*** Block opens ***

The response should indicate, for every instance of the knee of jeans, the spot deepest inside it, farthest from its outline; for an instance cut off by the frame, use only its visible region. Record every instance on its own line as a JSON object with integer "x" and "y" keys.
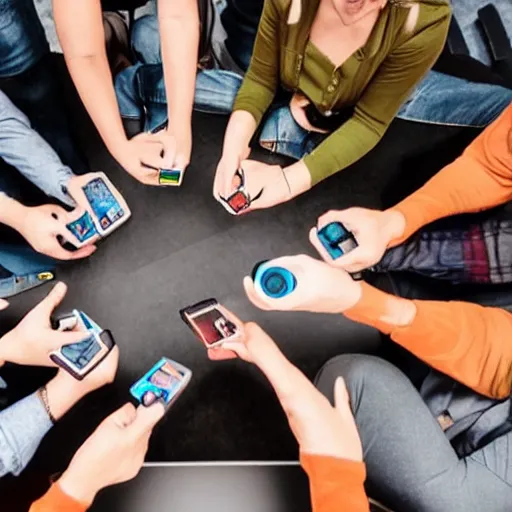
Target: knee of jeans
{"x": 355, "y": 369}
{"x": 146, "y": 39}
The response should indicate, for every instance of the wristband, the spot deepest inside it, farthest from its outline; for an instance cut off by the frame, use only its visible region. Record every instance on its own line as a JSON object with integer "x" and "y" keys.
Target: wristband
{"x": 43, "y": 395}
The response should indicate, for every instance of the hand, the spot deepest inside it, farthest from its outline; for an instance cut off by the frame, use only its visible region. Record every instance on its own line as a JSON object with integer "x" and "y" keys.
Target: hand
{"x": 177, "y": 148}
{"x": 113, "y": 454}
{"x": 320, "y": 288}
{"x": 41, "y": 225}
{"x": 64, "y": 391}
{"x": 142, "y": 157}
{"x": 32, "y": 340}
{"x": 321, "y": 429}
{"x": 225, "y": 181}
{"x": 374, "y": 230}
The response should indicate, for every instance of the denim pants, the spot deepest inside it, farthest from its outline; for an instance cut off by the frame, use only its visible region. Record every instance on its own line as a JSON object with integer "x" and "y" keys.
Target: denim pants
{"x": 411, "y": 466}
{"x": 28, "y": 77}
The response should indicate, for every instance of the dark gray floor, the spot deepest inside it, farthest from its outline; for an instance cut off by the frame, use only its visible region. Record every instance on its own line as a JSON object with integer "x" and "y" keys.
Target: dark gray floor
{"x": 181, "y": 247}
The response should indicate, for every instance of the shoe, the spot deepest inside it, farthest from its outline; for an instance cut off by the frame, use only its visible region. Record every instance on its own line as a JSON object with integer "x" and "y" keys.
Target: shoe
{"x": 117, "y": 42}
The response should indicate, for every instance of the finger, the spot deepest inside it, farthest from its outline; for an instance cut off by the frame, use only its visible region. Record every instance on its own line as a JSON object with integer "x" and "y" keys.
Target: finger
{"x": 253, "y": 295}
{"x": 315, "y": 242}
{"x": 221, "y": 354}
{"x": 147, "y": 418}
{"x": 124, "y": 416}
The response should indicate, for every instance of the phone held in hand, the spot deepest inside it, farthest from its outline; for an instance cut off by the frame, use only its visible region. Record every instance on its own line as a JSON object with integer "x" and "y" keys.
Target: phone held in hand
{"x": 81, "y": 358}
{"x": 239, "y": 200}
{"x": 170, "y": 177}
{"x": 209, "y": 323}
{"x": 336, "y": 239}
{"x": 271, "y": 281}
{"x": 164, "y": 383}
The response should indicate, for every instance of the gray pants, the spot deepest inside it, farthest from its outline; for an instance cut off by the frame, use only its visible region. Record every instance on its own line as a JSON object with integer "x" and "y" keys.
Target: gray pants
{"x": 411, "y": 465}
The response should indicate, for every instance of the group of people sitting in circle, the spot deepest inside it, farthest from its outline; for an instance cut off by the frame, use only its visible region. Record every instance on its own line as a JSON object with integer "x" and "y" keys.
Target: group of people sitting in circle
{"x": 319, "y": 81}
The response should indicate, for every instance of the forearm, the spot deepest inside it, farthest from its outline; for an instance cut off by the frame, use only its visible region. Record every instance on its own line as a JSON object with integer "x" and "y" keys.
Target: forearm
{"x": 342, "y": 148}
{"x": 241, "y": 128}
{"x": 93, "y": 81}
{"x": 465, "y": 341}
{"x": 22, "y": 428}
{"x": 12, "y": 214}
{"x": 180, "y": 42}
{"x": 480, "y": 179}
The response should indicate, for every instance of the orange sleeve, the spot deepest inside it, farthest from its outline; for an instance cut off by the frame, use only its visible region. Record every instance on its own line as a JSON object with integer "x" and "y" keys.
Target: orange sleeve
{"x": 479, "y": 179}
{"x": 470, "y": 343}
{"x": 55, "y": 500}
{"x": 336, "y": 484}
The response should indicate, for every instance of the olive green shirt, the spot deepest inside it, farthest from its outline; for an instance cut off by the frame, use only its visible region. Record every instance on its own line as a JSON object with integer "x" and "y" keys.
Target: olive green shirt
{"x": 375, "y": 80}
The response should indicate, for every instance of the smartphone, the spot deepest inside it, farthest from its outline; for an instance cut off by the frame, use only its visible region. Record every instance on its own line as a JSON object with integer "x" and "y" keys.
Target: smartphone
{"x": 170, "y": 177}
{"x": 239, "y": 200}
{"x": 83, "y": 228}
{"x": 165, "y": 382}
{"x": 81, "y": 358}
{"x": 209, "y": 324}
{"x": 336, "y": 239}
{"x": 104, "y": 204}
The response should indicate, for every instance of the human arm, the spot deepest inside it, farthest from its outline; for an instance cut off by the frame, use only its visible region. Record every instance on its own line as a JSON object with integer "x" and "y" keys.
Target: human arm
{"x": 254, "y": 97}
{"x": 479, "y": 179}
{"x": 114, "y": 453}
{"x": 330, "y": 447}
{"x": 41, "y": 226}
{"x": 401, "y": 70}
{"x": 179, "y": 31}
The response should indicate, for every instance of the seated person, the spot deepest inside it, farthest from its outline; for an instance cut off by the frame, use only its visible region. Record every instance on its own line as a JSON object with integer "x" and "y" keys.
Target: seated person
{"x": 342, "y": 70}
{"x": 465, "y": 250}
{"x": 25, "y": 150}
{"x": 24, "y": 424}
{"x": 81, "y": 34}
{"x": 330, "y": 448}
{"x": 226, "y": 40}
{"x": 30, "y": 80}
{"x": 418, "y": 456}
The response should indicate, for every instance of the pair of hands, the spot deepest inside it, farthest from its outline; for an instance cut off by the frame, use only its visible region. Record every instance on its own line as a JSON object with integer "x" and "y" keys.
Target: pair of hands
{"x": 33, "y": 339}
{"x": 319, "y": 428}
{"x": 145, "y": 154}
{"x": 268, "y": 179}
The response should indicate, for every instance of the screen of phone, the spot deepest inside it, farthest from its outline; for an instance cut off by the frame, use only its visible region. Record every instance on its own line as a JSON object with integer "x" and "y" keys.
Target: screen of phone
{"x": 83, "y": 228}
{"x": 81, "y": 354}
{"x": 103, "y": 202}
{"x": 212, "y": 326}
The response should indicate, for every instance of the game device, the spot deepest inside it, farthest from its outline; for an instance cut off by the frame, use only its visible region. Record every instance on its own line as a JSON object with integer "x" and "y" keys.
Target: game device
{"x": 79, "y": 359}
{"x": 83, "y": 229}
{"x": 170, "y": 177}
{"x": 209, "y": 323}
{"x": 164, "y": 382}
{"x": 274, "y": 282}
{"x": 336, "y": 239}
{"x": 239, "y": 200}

*** Block closes ***
*** Block opens ***

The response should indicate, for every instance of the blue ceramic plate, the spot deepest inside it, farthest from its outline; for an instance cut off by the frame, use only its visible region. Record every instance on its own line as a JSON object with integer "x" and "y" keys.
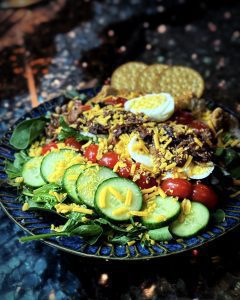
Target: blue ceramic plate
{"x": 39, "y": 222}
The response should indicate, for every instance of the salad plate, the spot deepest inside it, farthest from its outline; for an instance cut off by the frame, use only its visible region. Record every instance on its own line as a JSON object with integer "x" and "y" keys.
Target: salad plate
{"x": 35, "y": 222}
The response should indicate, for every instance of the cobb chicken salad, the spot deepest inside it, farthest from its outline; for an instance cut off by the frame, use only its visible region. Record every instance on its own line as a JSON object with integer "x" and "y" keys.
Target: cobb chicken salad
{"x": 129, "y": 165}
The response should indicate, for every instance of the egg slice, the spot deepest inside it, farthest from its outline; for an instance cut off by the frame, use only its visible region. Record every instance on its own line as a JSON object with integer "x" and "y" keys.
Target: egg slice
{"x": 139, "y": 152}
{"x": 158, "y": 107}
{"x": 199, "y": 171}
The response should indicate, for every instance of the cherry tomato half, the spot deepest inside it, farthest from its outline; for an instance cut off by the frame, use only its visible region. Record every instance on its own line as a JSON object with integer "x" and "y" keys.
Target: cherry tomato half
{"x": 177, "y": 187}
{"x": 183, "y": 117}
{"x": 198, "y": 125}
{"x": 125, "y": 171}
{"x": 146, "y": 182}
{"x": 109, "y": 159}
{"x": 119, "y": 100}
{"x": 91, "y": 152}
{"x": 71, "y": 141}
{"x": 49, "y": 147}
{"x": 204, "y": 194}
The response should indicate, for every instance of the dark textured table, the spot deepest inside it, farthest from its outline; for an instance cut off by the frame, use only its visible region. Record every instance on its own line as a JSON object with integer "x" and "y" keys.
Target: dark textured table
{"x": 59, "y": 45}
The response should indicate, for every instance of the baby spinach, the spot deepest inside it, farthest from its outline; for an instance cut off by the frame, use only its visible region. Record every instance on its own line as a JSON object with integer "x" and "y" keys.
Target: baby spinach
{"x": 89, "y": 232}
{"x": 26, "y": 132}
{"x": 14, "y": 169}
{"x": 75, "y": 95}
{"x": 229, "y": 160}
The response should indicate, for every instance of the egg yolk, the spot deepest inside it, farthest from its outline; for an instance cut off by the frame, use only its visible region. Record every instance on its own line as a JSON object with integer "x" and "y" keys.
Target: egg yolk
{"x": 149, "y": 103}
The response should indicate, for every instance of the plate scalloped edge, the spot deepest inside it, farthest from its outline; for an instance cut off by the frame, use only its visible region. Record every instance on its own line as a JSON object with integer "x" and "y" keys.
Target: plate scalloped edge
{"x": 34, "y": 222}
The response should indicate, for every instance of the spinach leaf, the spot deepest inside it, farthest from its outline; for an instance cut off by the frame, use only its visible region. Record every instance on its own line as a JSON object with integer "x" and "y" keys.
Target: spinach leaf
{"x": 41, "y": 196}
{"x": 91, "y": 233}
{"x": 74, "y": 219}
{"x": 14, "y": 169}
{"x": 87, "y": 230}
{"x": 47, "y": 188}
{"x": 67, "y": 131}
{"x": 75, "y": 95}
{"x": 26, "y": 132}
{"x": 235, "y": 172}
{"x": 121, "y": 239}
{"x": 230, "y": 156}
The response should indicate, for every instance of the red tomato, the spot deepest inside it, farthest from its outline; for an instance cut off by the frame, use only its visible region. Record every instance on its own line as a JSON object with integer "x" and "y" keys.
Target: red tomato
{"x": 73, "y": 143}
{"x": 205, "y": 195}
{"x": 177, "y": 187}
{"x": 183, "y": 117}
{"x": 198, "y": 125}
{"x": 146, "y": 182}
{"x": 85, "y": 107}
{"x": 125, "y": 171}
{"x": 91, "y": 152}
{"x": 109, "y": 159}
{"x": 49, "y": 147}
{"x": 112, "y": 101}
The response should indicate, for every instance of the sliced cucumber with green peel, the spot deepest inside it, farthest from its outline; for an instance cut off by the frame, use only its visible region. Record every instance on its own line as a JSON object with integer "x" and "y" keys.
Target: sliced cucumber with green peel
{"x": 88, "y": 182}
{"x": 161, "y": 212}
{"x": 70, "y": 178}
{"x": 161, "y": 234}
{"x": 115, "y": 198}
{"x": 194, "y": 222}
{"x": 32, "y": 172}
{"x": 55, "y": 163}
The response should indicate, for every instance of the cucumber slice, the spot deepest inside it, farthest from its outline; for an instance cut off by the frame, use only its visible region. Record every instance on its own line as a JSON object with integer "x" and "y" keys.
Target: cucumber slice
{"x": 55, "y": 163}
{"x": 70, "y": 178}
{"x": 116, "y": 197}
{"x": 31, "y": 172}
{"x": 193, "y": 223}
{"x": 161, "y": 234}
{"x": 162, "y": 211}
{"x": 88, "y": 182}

*** Block closes ***

Work item: Look back at the entries above and repeat, unchanged, every line from the line holding "The response should indicate, for every instance of the plate" through the line holding "The response should indicate, for every instance of the spinach".

Answer section:
The response should indicate, for every instance of the plate scalloped edge, the spot deepest inside it, farthest from its outline; for an instance cut off by the frame, use only its visible region. Record every instance on its own line as a JSON object with integer "x" and "y" keys.
Target: plate scalloped edge
{"x": 34, "y": 222}
The response should indicate, for every instance of the spinach leaf, the spot deepest inside it, farthest from its outline; for an instance cut off by the frame, use only its visible region. Record every instance on its own line as a JSON object with integer "x" and "y" keys.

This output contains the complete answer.